■ QUESTIONS D'ÉTUDE ■
**a.** Recopiez mot pour mot l'extrait du texte sur les disparités entre hommes et femmes dans le commerce, en commençant à "Les lignes directrices" et en terminant à "propriété des entreprises.".
**b.** Poursuivez la rédaction du texte sur les écarts entre les sexes dans le commerce à la suite de sa dernière phrase.

■ TEXTE PROPOSÉ ■
Des projets pilotes mettent en évidence les disparités persistantes entre les hommes et les femmes dans le domaine du commerce

Les lignes directrices ont été élaborées dans le cadre d'un projet conjoint sur les données et les statistiques pour des politiques commerciales plus respectueuses de la parité en Afrique, dans le Caucase et en Asie centrale, dans lequel la CNUCED a collaboré avec les commissions économiques régionales de l'ONU pour l'Afrique et l'Europe.

Le Cameroun, la Géorgie, le Kazakhstan, le Kenya, le Sénégal et le Zimbabwe ont utilisé la méthodologie pilote de liaison des microdonnées de la CNUCED et ont compilé un ensemble de nouveaux indicateurs expérimentaux, ventilés par sexe et mesurant l'emploi, les salaires et la propriété des entreprises.

Les résultats obtenus dans les six pays pilotes ont réaffirmé les écarts entre les sexes en faveur des hommes, mais ont également révélé de nombreuses différences entre les pays.

■ DONNÉES FOURNIES ■
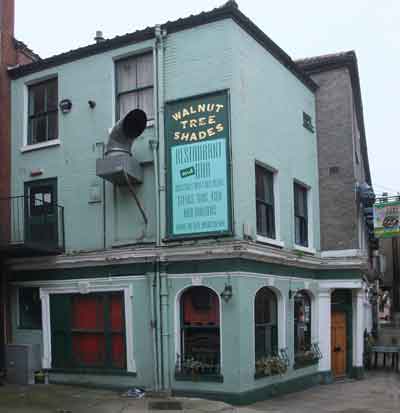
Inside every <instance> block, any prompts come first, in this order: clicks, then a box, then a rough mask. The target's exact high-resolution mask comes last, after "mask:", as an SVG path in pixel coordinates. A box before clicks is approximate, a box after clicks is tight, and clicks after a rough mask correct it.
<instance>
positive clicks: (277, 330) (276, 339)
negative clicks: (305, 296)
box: [253, 286, 279, 363]
mask: <svg viewBox="0 0 400 413" xmlns="http://www.w3.org/2000/svg"><path fill="white" fill-rule="evenodd" d="M265 291H266V292H268V294H270V296H271V297H273V298H274V303H273V306H274V313H275V320H273V321H271V322H269V323H260V322H257V308H256V305H257V297H258V296H259V295H260V294H263V293H264V292H265ZM278 301H279V300H278V296H277V294H276V293H275V291H274V290H273V289H271V288H269V287H268V286H265V287H262V288H260V289H259V290H258V291H257V292H256V294H255V296H254V303H253V311H254V358H255V360H254V362H255V363H256V362H257V360H259V359H260V358H263V357H269V356H273V355H276V354H278V353H279V314H278V312H279V302H278ZM258 328H263V329H264V337H265V336H266V334H265V331H266V330H267V328H270V330H271V342H270V347H271V353H267V352H264V353H263V354H257V329H258ZM274 328H275V332H274V333H273V329H274ZM264 346H265V347H266V343H264Z"/></svg>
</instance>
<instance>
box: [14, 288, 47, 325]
mask: <svg viewBox="0 0 400 413" xmlns="http://www.w3.org/2000/svg"><path fill="white" fill-rule="evenodd" d="M18 300H19V328H27V329H41V328H42V303H41V300H40V295H39V288H30V287H29V288H28V287H26V288H20V289H19V295H18Z"/></svg>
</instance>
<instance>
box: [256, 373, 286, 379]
mask: <svg viewBox="0 0 400 413" xmlns="http://www.w3.org/2000/svg"><path fill="white" fill-rule="evenodd" d="M276 376H283V374H279V373H273V374H264V373H254V380H259V379H270V378H271V377H276Z"/></svg>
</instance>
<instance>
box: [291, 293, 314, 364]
mask: <svg viewBox="0 0 400 413" xmlns="http://www.w3.org/2000/svg"><path fill="white" fill-rule="evenodd" d="M309 350H311V299H310V296H309V294H308V293H307V292H306V291H299V292H297V294H296V295H295V296H294V354H295V356H296V355H301V354H304V353H305V352H306V351H309Z"/></svg>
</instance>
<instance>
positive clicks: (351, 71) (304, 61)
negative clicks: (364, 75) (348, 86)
mask: <svg viewBox="0 0 400 413" xmlns="http://www.w3.org/2000/svg"><path fill="white" fill-rule="evenodd" d="M297 65H298V66H299V67H300V68H301V69H302V70H303V71H305V72H306V73H307V74H308V75H313V74H316V73H321V72H326V71H331V70H334V69H338V68H341V67H346V68H347V69H348V70H349V72H350V77H351V84H352V88H353V93H354V95H355V104H356V113H357V120H358V128H359V130H360V135H361V151H362V155H363V159H364V165H365V174H366V180H367V183H368V184H369V185H372V180H371V170H370V167H369V159H368V147H367V139H366V134H365V124H364V110H363V103H362V96H361V85H360V76H359V71H358V63H357V56H356V54H355V52H354V51H352V50H351V51H348V52H344V53H338V54H336V55H327V56H321V57H320V59H318V57H317V58H310V59H303V60H299V61H297Z"/></svg>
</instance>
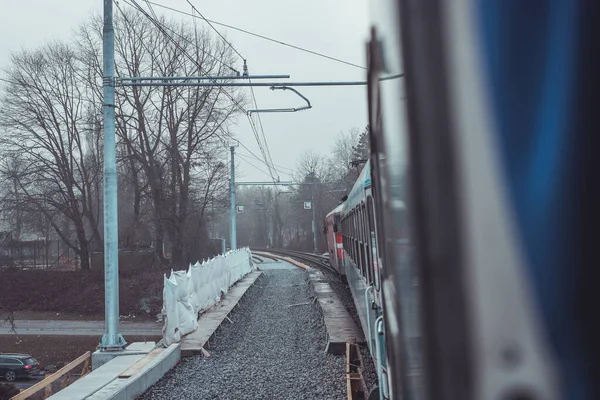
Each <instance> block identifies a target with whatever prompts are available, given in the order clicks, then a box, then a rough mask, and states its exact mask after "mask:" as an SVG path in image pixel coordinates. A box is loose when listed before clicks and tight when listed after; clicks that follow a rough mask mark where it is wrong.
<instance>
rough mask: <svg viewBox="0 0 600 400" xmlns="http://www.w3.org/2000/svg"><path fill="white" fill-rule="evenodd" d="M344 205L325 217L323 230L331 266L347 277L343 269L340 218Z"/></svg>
mask: <svg viewBox="0 0 600 400" xmlns="http://www.w3.org/2000/svg"><path fill="white" fill-rule="evenodd" d="M342 208H343V204H340V205H339V206H337V207H336V208H335V209H333V210H332V211H331V212H329V214H327V216H326V217H325V227H324V229H323V231H324V233H325V237H326V238H327V254H328V256H329V264H330V265H331V266H332V267H333V268H334V269H335V270H336V271H337V272H338V273H339V274H340V275H345V271H344V267H343V262H342V261H343V253H342V230H341V226H340V225H341V224H340V222H341V221H340V218H341V213H342Z"/></svg>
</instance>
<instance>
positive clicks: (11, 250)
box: [0, 234, 79, 270]
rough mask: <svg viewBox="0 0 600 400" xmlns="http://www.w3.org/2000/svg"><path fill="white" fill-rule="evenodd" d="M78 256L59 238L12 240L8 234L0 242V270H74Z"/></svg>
mask: <svg viewBox="0 0 600 400" xmlns="http://www.w3.org/2000/svg"><path fill="white" fill-rule="evenodd" d="M78 266H79V258H78V257H77V255H76V254H75V252H74V251H72V250H71V249H70V248H69V247H68V246H67V245H66V244H64V243H63V242H62V241H61V240H45V239H41V240H13V239H12V237H11V236H10V234H9V235H8V236H7V237H6V238H4V240H1V242H0V270H2V269H6V268H19V269H57V270H75V269H77V268H78Z"/></svg>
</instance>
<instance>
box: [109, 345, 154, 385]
mask: <svg viewBox="0 0 600 400" xmlns="http://www.w3.org/2000/svg"><path fill="white" fill-rule="evenodd" d="M162 351H163V349H161V348H157V349H154V350H152V351H151V352H150V353H148V354H146V355H145V356H144V357H142V358H141V359H139V360H138V361H137V362H136V363H135V364H133V365H132V366H131V367H129V368H127V369H126V370H125V371H123V372H122V373H121V374H119V378H121V379H124V378H131V377H132V376H133V375H135V374H137V373H138V372H140V371H141V370H142V368H144V367H145V366H146V365H148V363H149V362H150V361H152V360H154V359H155V358H156V357H158V355H159V354H160V353H162Z"/></svg>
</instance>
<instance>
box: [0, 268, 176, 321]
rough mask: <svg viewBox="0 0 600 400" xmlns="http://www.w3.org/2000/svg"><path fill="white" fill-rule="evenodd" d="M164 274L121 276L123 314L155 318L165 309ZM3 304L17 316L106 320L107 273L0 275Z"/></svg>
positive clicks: (18, 316) (71, 318) (5, 273)
mask: <svg viewBox="0 0 600 400" xmlns="http://www.w3.org/2000/svg"><path fill="white" fill-rule="evenodd" d="M165 272H166V271H164V270H138V271H126V273H123V274H119V275H120V277H119V280H120V282H119V289H120V290H119V307H120V312H121V315H123V316H133V315H135V316H136V317H148V318H154V317H155V316H156V314H157V313H159V312H160V310H161V308H162V289H163V274H164V273H165ZM0 305H2V306H3V307H4V308H5V309H8V310H12V311H13V312H16V313H17V314H19V313H22V314H27V313H29V314H30V315H35V314H36V313H42V314H44V315H51V314H52V313H59V315H58V316H57V319H73V318H75V319H79V318H82V319H103V318H104V274H103V273H101V272H83V271H64V272H63V271H43V270H24V271H21V270H15V271H4V272H0ZM17 318H23V317H20V316H17ZM32 319H37V318H32Z"/></svg>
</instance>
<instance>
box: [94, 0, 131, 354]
mask: <svg viewBox="0 0 600 400" xmlns="http://www.w3.org/2000/svg"><path fill="white" fill-rule="evenodd" d="M102 33H103V63H104V64H103V71H104V77H103V79H102V86H103V90H104V103H103V112H104V325H105V333H104V335H103V336H102V341H101V343H100V348H101V350H103V351H107V350H121V349H123V348H124V347H125V345H126V344H127V343H126V342H125V339H124V338H123V336H122V335H121V333H120V332H119V242H118V240H119V229H118V211H117V210H118V209H117V166H116V158H115V31H114V27H113V2H112V0H104V27H103V31H102Z"/></svg>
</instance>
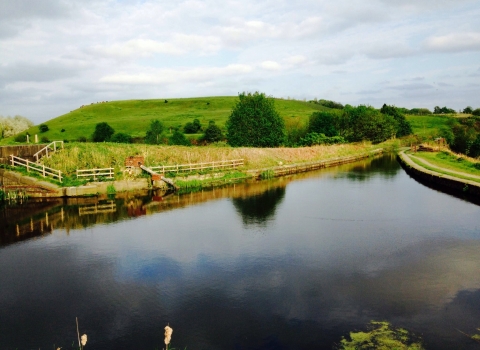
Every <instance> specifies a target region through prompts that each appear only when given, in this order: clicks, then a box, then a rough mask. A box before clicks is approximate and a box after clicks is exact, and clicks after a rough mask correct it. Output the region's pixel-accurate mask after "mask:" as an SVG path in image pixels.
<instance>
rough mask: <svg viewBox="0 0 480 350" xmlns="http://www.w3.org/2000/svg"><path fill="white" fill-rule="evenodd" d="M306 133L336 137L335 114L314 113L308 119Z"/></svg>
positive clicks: (337, 131) (324, 135)
mask: <svg viewBox="0 0 480 350" xmlns="http://www.w3.org/2000/svg"><path fill="white" fill-rule="evenodd" d="M308 132H313V133H318V134H324V136H328V137H331V136H337V135H338V130H337V129H336V126H335V114H333V113H331V112H314V113H313V114H312V115H311V116H310V119H309V123H308Z"/></svg>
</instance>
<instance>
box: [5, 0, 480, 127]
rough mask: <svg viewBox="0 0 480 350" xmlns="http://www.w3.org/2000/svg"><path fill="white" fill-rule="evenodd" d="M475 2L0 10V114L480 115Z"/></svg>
mask: <svg viewBox="0 0 480 350" xmlns="http://www.w3.org/2000/svg"><path fill="white" fill-rule="evenodd" d="M479 18H480V3H479V2H478V1H471V0H337V1H323V0H315V1H314V0H299V1H295V2H293V1H282V0H275V1H270V0H267V1H250V0H242V1H229V0H222V1H217V0H205V1H198V0H188V1H163V0H159V1H154V0H152V1H150V0H144V1H133V0H132V1H130V0H122V1H115V0H82V1H66V0H42V1H30V0H0V52H1V54H0V115H3V116H7V115H11V116H14V115H17V114H19V115H23V116H25V117H27V118H29V119H31V120H33V121H34V122H35V123H41V122H43V121H46V120H48V119H51V118H54V117H57V116H59V115H61V114H64V113H66V112H69V111H70V110H73V109H76V108H78V107H79V106H81V105H83V104H90V103H92V102H97V101H106V100H109V101H111V100H121V99H132V98H173V97H192V96H213V95H223V96H225V95H229V96H235V95H237V94H238V92H241V91H261V92H265V93H266V94H267V95H271V96H274V97H283V98H288V97H290V98H296V99H307V100H309V99H313V98H315V97H316V98H319V99H320V98H325V99H331V100H334V101H338V102H341V103H343V104H347V103H349V104H352V105H358V104H369V105H373V106H375V107H381V105H382V104H383V103H387V104H394V105H397V106H403V107H407V108H414V107H426V108H429V109H431V110H432V109H433V107H434V106H436V105H439V106H447V107H449V108H454V109H456V110H458V109H463V108H464V107H466V106H472V107H474V108H479V107H480V21H479V20H478V19H479Z"/></svg>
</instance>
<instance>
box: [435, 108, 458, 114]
mask: <svg viewBox="0 0 480 350" xmlns="http://www.w3.org/2000/svg"><path fill="white" fill-rule="evenodd" d="M455 113H456V112H455V110H454V109H451V108H448V107H442V108H440V107H438V106H435V108H434V109H433V114H455Z"/></svg>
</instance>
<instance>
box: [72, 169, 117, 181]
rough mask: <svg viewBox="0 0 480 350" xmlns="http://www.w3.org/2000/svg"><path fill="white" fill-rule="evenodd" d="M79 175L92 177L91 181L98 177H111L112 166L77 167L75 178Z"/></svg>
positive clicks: (84, 176)
mask: <svg viewBox="0 0 480 350" xmlns="http://www.w3.org/2000/svg"><path fill="white" fill-rule="evenodd" d="M79 177H89V178H92V177H93V181H95V180H96V179H97V178H98V177H107V178H109V179H113V168H102V169H77V179H78V178H79Z"/></svg>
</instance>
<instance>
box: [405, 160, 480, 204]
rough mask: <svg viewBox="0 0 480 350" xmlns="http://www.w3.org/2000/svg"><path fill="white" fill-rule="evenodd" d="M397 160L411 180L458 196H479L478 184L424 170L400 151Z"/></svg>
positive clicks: (445, 175) (427, 170)
mask: <svg viewBox="0 0 480 350" xmlns="http://www.w3.org/2000/svg"><path fill="white" fill-rule="evenodd" d="M398 159H399V161H400V164H401V165H402V166H403V168H404V169H405V171H406V172H407V173H408V174H409V175H411V176H412V177H413V178H415V179H418V180H419V181H421V182H426V183H429V184H433V185H436V186H439V187H440V188H444V189H447V190H449V192H451V191H453V192H456V193H458V194H467V195H472V196H476V197H478V196H480V183H478V182H475V181H470V180H466V179H460V178H457V177H454V176H451V175H446V174H442V173H438V172H436V171H432V170H429V169H426V168H424V167H422V166H420V165H418V164H416V163H415V162H413V161H412V160H411V159H410V157H409V156H408V155H407V154H406V153H405V151H400V152H399V153H398Z"/></svg>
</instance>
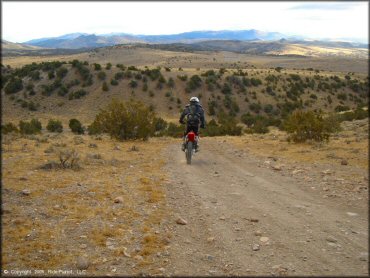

■ RÉPONSES PAR EXERCICE ■
**a.**
Les lignes directrices ont été élaborées dans le cadre d'un projet conjoint sur les données et les statistiques pour des politiques commerciales plus respectueuses de la parité en Afrique, dans le Caucase et en Asie centrale, dans lequel la CNUCED a collaboré avec les commissions économiques régionales de l'ONU pour l'Afrique et l'Europe.

Le Cameroun, la Géorgie, le Kazakhstan, le Kenya, le Sénégal et le Zimbabwe ont utilisé la méthodologie pilote de liaison des microdonnées de la CNUCED et ont compilé un ensemble de nouveaux indicateurs expérimentaux, ventilés par sexe et mesurant l'emploi, les salaires et la propriété des entreprises.

**b.**
La Géorgie et le Kenya ont présenté leurs conclusions et les enseignements tirés le 30 août lors d'une session durant le 9e Forum mondial des Nations unies sur les statistiques sexospécifiques.

Géorgie : Des politiques fondées sur des données pour soutenir les femmes commerçantes

En Géorgie, les résultats de l'interconnexion des microdonnées ont montré que les femmes employées dans des entreprises commerciales étaient moins nombreuses que les hommes, les femmes gagnant 30 à 35 % moins que les hommes.

Parallèlement, l'analyse de la propriété indique que le nombre d'hommes propriétaires d'entreprises est environ neuf fois plus élevé que celui des femmes pour les entreprises qui importent et exportent, cinq fois plus élevé pour les entreprises importatrices, et trois fois plus élevé pour les exportatrices.

"Les aspects sexospécifiques des statistiques commerciales deviennent très pertinents pour aborder les questions liées au bien-être et à l'égalité. Les institutions publiques, les partenaires internationaux et les organisations non gouvernementales s'y intéressent vivement", a déclaré Gogita Todradze, Directrice exécutive de l'Office national des statistiques de Géorgie.

Forte de ces enseignements, la Géorgie prévoit d'inclure des données sur le genre dans le commerce dans les statistiques qu'elle produit régulièrement. L'objectif est d'aider les décideurs à concevoir des politiques gouvernementales qui encouragent l'esprit d'entreprise chez les femmes, ainsi qu'à augmenter les salaires ainsi que les possibilités d'emploi des femmes dans le secteur du commerce.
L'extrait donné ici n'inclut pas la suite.